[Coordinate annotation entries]
▶

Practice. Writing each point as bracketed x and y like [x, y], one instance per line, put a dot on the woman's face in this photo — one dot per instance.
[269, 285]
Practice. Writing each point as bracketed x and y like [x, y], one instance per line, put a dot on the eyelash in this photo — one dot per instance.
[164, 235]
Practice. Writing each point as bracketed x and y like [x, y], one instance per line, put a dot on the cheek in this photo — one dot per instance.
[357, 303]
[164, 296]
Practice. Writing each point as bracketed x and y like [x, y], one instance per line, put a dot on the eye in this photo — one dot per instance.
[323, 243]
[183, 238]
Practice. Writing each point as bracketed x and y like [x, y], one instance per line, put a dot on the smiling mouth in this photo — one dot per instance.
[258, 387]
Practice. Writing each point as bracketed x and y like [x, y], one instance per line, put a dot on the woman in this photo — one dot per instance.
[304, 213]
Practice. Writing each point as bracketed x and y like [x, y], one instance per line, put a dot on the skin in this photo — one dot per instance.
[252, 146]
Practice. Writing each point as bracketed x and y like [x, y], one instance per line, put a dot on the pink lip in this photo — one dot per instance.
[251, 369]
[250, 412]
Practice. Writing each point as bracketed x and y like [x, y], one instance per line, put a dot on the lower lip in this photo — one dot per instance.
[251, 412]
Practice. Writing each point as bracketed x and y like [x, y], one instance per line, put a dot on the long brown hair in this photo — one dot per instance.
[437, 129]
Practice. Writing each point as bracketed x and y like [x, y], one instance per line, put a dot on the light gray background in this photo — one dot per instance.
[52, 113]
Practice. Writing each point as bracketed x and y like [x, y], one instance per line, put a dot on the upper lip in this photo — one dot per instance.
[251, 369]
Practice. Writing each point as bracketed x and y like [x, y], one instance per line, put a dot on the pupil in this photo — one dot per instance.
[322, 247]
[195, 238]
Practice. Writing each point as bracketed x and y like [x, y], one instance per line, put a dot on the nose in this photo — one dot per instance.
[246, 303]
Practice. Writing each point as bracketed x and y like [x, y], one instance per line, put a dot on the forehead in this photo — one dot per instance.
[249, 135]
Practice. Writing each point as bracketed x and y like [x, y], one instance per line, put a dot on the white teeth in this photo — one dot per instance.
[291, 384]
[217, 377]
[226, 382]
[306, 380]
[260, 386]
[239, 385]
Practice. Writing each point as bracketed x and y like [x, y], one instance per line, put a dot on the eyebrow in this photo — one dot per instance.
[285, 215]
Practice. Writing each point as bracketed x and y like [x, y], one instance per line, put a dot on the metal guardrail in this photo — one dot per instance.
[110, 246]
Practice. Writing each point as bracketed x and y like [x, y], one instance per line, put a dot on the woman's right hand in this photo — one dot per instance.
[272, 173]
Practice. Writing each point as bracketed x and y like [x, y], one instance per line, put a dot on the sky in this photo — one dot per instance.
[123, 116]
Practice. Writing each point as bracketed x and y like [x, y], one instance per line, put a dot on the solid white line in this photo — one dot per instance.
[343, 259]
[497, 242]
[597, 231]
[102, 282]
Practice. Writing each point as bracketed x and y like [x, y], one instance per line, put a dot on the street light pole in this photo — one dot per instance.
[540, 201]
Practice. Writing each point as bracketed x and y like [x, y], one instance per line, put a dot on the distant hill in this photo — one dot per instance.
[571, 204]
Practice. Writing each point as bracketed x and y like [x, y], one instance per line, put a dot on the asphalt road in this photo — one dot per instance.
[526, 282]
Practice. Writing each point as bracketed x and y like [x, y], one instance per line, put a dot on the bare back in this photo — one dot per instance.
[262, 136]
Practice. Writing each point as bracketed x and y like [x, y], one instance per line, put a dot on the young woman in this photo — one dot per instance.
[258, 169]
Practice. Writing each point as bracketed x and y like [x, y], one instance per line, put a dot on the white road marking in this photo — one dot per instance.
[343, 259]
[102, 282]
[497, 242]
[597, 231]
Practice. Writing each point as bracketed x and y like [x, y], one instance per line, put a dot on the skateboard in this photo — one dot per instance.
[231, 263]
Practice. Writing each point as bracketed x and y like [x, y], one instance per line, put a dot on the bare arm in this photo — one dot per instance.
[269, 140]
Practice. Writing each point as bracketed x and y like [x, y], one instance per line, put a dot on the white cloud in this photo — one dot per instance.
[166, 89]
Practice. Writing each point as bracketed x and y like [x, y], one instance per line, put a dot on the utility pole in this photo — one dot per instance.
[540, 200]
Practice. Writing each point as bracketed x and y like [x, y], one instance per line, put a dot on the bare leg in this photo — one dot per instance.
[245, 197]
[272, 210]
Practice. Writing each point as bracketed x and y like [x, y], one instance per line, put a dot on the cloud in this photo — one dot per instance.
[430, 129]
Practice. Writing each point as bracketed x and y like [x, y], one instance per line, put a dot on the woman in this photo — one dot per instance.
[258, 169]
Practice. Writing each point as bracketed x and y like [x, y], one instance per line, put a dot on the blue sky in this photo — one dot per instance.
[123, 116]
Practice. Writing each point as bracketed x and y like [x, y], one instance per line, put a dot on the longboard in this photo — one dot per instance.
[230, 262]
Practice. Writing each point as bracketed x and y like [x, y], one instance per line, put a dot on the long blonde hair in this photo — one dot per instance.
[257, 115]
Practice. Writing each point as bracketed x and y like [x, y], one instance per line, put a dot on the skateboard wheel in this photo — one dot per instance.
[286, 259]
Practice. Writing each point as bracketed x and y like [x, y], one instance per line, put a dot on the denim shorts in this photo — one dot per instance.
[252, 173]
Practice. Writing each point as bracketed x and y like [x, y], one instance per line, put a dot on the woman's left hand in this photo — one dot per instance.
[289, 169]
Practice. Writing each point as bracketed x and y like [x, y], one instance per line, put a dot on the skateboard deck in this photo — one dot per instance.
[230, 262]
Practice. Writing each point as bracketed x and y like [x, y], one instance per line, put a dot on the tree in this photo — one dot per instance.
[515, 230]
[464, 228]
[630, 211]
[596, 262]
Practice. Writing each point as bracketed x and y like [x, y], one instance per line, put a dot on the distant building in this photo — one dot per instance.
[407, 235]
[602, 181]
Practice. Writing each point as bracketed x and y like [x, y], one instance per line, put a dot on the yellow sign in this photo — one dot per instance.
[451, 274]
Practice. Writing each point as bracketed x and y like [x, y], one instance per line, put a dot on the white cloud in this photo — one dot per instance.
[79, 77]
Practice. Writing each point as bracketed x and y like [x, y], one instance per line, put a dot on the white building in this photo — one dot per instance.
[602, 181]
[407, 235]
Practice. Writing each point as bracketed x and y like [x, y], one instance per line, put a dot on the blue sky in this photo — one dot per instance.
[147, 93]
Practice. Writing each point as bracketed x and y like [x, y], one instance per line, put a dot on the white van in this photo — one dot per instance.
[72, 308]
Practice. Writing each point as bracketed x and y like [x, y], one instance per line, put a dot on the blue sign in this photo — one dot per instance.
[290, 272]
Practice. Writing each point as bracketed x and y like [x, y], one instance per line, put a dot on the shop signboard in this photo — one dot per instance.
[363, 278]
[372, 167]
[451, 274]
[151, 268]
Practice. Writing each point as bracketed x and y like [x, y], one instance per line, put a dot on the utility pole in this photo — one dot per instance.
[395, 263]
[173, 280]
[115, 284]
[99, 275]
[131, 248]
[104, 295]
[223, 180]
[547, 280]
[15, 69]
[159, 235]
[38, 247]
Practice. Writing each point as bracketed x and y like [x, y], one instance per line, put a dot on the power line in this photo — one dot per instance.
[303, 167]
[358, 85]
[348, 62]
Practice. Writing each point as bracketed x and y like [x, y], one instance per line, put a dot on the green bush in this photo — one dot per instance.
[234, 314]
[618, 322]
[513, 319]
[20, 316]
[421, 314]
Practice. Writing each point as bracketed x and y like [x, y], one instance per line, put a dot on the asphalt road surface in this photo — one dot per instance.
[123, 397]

◀

◆ What is asked ◆
Output only the lines running from the line with "on the yellow" through the final line of the data, inclusive.

◆ Output for this exercise ◆
Practice. Writing each point as bracketed x and y like [x, y], one instance per line, put a dot on the yellow sign in this photo — one dot per instance.
[451, 274]
Practice. Writing each point as bracketed x and y like [x, y], one instance per line, put a dot on the white cloud in this photo — one dot per instance.
[79, 77]
Practice. Writing each point as bracketed x and y like [x, y], one instance per line, put a dot on the white building in this photo — one dot per instance.
[602, 181]
[407, 235]
Practice. Writing each point as bracketed x and y like [x, y], one instance per line, put a dot on the blue sky in this photo — one dot per instance.
[147, 93]
Practice. Writing each point as bracketed x and y like [x, y], one instance per line, put a dot on the white van in this photo — one dot per instance.
[72, 308]
Practice. Writing each point as bracketed x and y like [x, y], one instance per line, put a dot on the blue sign in this photo — one dot per instance.
[290, 272]
Practice. Writing each point as bracketed x and y like [x, y], one instance per line, put a dot on the shop signboard in this photo — one dot per instance.
[363, 278]
[372, 167]
[451, 274]
[151, 268]
Practice. Writing each point as bracketed x and y like [x, y], one instance per line, put a dot on the utility pole in this photo — one dot per instance.
[395, 263]
[173, 280]
[115, 284]
[99, 275]
[131, 248]
[104, 295]
[223, 180]
[547, 280]
[15, 69]
[159, 235]
[38, 247]
Practice. Writing each point as bracketed x and y like [x, y], one instance per line, put a dot on the power line in this photo — one dot per instance.
[303, 167]
[358, 85]
[348, 62]
Practice. Writing each point as bracketed x and y like [x, y], one instance per line, put a dot on the green bush in this photo — one dot per instance.
[234, 314]
[618, 322]
[513, 319]
[20, 316]
[421, 314]
Practice. Writing each point as bracketed x and y like [x, y], one instance per line, put a dot on the asphalt road surface in this photo — one dot per instance.
[123, 397]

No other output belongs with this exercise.